(Beginning of Supplied entries)
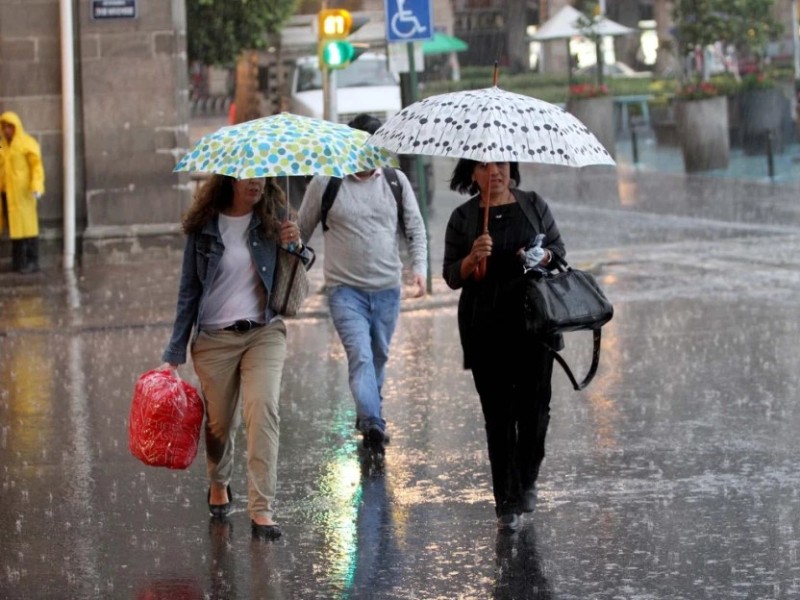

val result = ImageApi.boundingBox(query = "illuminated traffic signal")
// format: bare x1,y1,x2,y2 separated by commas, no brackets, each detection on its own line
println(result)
318,9,351,69
320,40,356,68
317,9,368,70
318,8,352,39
(End of Supplied entries)
- _Task statement_:
Set down no line except those from the one with "its own line" to the last line of the data, inclusive, each exactly as written.

- _Response_:
// format: bare x1,y1,x2,y2 separated by commas, no brackets, each detection on its own line
println(result)
318,9,351,69
320,40,356,68
317,9,368,70
318,8,352,39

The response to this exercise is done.